** Data extracts follows **
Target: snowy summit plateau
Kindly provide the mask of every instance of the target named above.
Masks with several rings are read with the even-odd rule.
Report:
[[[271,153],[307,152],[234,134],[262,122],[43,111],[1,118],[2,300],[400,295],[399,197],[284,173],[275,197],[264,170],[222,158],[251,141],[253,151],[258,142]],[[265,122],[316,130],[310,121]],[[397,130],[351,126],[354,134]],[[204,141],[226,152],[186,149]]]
** End of Data extracts **
Your instructions>
Return the material in its entirety, word for word.

Output for this task>
Target: snowy summit plateau
Kindly provide the mask of every instance of the target named above.
Masks with several rings are read with the even-odd rule.
Report:
[[[271,153],[307,152],[234,134],[262,122],[43,111],[1,118],[2,300],[400,295],[399,197],[284,173],[275,197],[264,170],[222,158],[251,141],[253,151],[258,142]],[[265,122],[316,130],[310,121]],[[397,130],[351,126],[354,134]],[[204,141],[226,152],[186,149]]]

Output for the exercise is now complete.